- **EXTRACT TO READ**
Scopus Indexed Publications

Paper Details


Title
BanglaTense: A large-scale dataset of Bangla sentences categorized by tense: Past, present, and future
Author
Md. Hasan Imam Bijoy, Mr. Md. Monarul Islam, Umme Ayman,
Email
Abstract

Bengali, an Indo-Aryan language, features a complex grammatical structure with tenses, which is crucial for natural language processing (NLP) applications like text classification, machine translation, and sentiment analysis. The BanglaTense dataset is a large-scale, meticulously curated collection of Bangla sentences categorized by their tense: Past, present, and future. Addressing the resource gap in NLP for the Bangla language, BanglaTense provides a curated resource for Bangla sentence classification, featuring 17,819 annotated sentences, with 5,629 in the past tense, 6,101 in the present tense, and 6,089 in the future tense. This dataset is a benchmark for evaluating NLP models on Bangla sentence classification, promoting linguistic diversity and inclusive language models while ensuring balanced representation across categories. Preprocessing steps are applied to enhance data quality, including anonymization and duplicate removal. Three native Bangla speakers independently assessed the tense labels of the sentences, ensuring the dataset's reliability. BanglaTense is designed to advance research and development in NLP for Bangla, offering valuable applications in tense detection, text classification, language modeling, and educational tools. This dataset supports linguistic study and enhances the development of precise and context-aware NLP models by providing a robust foundation for temporal analysis in Bangla sentences. The dataset is openly available for academic and research purposes, promoting collaboration and innovation within the Bangla NLP community.

Keywords
Journal or Conference Name
Data in Brief
Publication Year
2025
Indexing
scopus

- **RECORDS SUPPLIED**

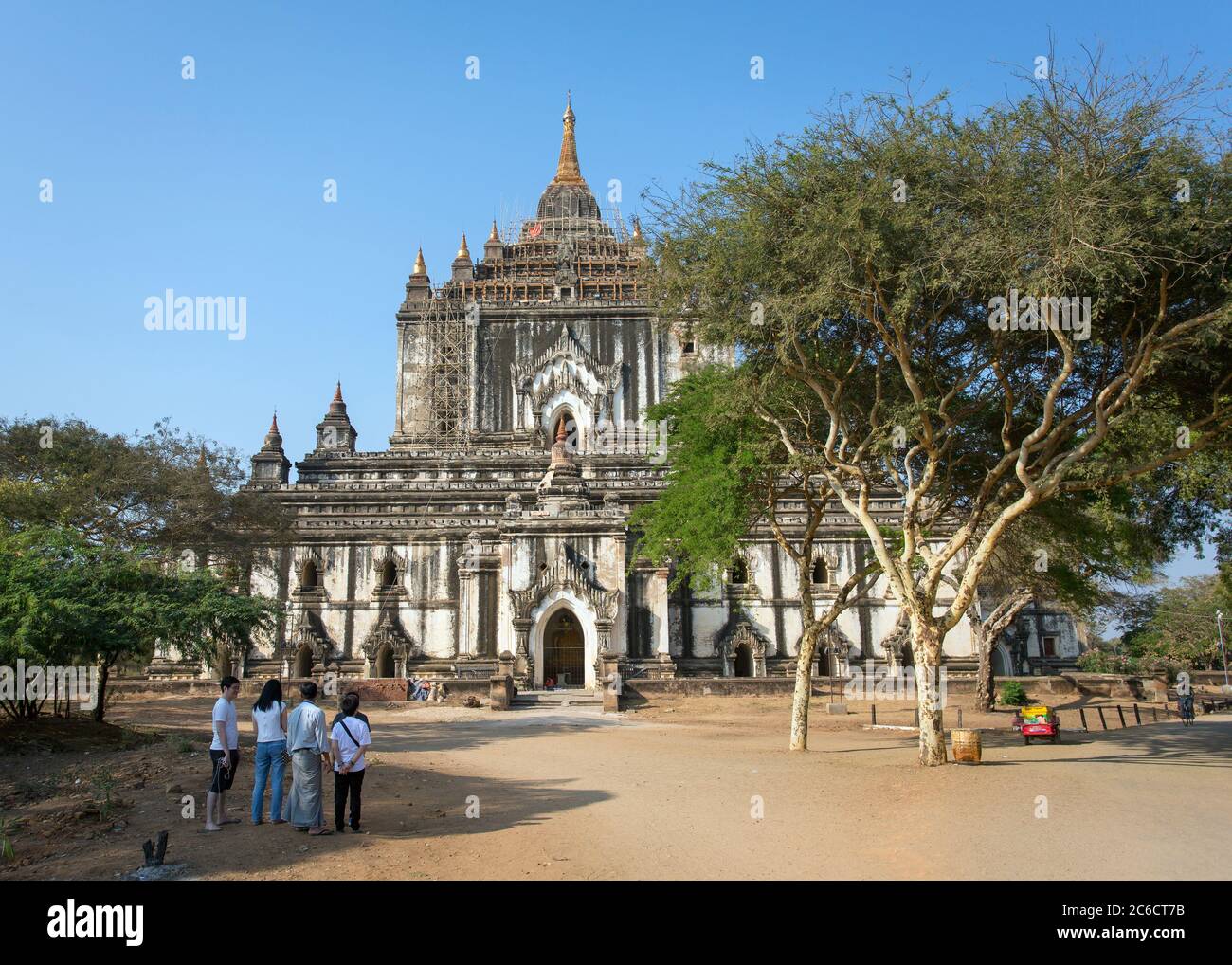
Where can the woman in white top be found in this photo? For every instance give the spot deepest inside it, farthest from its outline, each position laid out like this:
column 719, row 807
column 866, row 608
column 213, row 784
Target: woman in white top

- **WORK TO DO**
1 – According to the BanglaTense page, who checked the tense labels of the sentences?
2 – Sum up the BanglaTense page in two sentences.
The items are separate material, unrelated to the BanglaTense page.

- **RESULTS**
1 – Three native Bangla speakers, each working independently.

2 – BanglaTense is a large dataset of 17,819 annotated Bangla sentences sorted by tense: 5,629 past, 6,101 present, and 6,089 future. Three native speakers checked the labels, and the dataset is openly available as a benchmark for Bangla NLP tasks such as tense detection and text classification.